Short Stories, Irish literature, Classics, Modern Fiction and Contemporary Literary Fiction, The Japanese Novel and post Colonial Asian Fiction are some of my Literary Interests





Wednesday, December 12, 2012

Portrait of a Novel: Henry James and the Making of an American Masterpiece by Michael Gorra

Portrait of a Novel:  Henry James and the Making of an American Masterpiece by Michael Gorra (2012, 416 Pages, 1180 KB)



I decided I wanted to read Portrait of a Novel:  Henry James and the Making of an American Masterpiece by Michael Gorra  when I saw that Colm Toibin, who wrote a greatly admired novel based on the London years of Henry James (1843 to 1916-USA), The Master, listed it as one of his top reads for 2012.   He said it was more than just a very close reading of Portrait of a Lady but also a great work of literary biography (one of my favorite genres) and a history of the literary culture of the era.

This is a great book.  Anyone interested in Henry James or American literature will really like this superbly written and documented book.   It is not just a work of literary exegesis, though it does a great job of explaining how the novel works, it is a travelogue of the places in the novel and of James' haunts in Europe.   We meet and learn some very interesting things about Turgenev, Flaubert, Guy de Maupassant and other writers and cultural figures that were new to me.   Gorra deals with the often asked question, never to be really answered, as to whether or not James was gay and if he was a life time celibate.  He explains how James came to be able to create such brilliant realized female characters.

■ SET PROBLEM 1 ■
Substitute "far-off pedestrian" for "distant person" in the listing, starting at the line that has "above for stone" and stopping after the line that has "[227,576,886,729]". Return only those lines, otherwise unchanged.

■ RECORDS SHOWN ■

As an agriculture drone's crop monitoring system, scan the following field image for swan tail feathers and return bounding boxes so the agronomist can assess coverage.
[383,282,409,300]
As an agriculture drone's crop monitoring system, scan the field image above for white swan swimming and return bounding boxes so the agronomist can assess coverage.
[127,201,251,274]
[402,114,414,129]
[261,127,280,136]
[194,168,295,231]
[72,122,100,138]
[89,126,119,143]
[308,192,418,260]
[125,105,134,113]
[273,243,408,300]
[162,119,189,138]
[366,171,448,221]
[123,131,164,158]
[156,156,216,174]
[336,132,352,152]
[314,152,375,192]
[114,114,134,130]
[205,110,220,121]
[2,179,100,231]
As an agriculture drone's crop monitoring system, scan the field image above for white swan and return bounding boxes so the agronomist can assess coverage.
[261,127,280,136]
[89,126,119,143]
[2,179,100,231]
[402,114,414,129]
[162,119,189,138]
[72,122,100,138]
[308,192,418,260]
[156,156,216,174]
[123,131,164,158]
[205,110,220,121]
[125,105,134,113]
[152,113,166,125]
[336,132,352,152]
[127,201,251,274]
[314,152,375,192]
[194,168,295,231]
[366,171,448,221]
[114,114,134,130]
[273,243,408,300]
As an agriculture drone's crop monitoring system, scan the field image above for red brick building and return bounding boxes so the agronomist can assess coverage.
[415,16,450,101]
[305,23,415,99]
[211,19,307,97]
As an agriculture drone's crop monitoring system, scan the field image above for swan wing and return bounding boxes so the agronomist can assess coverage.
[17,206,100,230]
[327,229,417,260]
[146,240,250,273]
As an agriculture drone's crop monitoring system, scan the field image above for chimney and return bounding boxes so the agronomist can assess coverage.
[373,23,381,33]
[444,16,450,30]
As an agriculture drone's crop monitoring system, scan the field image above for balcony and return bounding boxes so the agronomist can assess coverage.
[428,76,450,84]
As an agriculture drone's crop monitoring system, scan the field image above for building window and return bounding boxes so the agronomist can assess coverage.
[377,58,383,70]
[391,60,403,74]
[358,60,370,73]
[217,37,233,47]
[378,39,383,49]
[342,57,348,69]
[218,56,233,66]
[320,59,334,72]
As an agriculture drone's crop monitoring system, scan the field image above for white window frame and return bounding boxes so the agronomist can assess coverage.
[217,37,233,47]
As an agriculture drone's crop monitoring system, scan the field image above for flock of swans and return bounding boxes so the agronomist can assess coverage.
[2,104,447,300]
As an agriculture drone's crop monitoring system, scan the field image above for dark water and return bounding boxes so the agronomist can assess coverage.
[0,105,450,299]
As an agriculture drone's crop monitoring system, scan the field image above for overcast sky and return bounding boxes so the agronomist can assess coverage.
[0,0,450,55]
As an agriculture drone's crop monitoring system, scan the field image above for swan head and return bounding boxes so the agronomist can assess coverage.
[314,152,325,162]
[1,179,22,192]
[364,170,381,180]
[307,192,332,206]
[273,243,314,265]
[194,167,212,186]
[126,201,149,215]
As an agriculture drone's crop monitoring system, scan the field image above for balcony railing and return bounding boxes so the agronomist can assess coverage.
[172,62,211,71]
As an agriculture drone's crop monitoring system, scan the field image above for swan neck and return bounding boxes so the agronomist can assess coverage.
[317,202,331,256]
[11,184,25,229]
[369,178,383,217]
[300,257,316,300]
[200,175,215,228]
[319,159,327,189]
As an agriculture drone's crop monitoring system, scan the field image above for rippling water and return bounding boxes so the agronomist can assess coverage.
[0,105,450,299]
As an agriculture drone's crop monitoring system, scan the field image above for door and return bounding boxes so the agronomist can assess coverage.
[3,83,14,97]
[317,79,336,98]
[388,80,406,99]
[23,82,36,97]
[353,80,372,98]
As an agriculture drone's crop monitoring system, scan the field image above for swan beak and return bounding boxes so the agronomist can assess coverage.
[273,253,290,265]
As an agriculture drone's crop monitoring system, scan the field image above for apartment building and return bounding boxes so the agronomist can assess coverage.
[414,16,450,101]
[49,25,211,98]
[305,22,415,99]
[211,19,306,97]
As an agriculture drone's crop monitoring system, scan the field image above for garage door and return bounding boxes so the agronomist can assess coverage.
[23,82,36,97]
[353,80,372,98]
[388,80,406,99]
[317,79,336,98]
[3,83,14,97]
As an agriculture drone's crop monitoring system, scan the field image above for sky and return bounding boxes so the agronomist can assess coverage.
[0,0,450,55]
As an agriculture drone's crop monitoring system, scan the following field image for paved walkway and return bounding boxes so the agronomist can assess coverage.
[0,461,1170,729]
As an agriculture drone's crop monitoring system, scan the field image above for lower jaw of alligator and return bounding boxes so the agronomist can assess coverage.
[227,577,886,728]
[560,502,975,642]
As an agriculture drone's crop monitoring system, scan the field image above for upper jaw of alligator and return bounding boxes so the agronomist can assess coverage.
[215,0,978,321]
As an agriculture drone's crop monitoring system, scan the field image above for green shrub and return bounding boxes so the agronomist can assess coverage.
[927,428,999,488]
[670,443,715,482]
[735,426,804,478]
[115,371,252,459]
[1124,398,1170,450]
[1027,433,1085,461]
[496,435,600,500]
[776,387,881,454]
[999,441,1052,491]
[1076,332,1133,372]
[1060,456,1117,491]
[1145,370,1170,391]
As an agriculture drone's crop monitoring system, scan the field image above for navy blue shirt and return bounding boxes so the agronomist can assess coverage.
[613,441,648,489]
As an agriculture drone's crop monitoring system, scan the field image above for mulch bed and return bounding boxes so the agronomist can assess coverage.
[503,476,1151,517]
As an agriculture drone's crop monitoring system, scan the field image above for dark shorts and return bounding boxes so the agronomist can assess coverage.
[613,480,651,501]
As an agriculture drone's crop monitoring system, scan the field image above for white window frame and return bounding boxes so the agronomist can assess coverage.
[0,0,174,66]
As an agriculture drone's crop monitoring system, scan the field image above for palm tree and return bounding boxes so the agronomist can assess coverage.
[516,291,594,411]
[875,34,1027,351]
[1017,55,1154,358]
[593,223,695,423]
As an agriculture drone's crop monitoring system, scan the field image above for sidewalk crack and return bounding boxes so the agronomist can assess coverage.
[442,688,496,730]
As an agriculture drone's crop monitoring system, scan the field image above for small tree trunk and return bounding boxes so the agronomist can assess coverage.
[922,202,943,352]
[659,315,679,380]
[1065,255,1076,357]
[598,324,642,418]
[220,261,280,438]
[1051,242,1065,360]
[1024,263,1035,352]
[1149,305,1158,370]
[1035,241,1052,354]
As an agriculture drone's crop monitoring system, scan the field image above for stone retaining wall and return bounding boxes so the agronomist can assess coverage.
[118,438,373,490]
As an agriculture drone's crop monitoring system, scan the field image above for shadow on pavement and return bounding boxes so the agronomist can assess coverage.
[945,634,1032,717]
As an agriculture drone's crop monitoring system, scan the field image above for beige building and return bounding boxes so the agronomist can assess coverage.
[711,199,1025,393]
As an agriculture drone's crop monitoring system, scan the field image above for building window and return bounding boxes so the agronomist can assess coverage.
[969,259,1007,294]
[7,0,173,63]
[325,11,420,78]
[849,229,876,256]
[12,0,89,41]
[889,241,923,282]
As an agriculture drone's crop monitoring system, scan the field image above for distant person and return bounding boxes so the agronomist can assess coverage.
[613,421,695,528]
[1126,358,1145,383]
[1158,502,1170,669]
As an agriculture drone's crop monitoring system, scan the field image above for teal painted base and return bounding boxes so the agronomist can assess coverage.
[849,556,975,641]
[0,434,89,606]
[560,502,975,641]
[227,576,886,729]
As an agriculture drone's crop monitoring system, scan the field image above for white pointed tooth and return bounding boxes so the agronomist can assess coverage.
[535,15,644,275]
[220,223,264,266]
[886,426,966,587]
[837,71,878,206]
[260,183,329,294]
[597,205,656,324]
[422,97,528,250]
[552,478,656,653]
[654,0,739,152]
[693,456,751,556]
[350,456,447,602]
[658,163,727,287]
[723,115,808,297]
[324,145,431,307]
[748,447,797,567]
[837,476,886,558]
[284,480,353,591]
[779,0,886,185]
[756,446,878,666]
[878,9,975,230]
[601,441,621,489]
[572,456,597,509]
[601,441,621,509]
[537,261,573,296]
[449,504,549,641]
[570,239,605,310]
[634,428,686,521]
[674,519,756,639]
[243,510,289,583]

■ SET PROBLEM 2 ■
Using the review of Portrait of a Novel, mark each statement yes or no and quote the words that decide it: (a) Colm Toibin named the book one of his top reads for 2012. (b) The book is 416 pages long. (c) Gorra settles whether James was gay.

■ CORRECT OUTPUT 1 ■
As an agriculture drone's crop monitoring system, scan the field image above for stone retaining wall and return bounding boxes so the agronomist can assess coverage.
[118,438,373,490]
As an agriculture drone's crop monitoring system, scan the field image above for shadow on pavement and return bounding boxes so the agronomist can assess coverage.
[945,634,1032,717]
As an agriculture drone's crop monitoring system, scan the field image above for beige building and return bounding boxes so the agronomist can assess coverage.
[711,199,1025,393]
As an agriculture drone's crop monitoring system, scan the field image above for building window and return bounding boxes so the agronomist can assess coverage.
[969,259,1007,294]
[7,0,173,63]
[325,11,420,78]
[849,229,876,256]
[12,0,89,41]
[889,241,923,282]
As an agriculture drone's crop monitoring system, scan the field image above for far-off pedestrian and return bounding boxes so the agronomist can assess coverage.
[613,421,695,528]
[1126,358,1145,383]
[1158,502,1170,669]
As an agriculture drone's crop monitoring system, scan the field image above for teal painted base and return bounding boxes so the agronomist can assess coverage.
[849,556,975,641]
[0,434,89,606]
[560,502,975,641]
[227,576,886,729]

■ CORRECT OUTPUT 2 ■
(a) Yes: "listed it as one of his top reads for 2012"
(b) Yes: "(2012, 416 Pages, 1180 KB)"
(c) No: "the often asked question, never to be really answered, as to whether or not James was gay"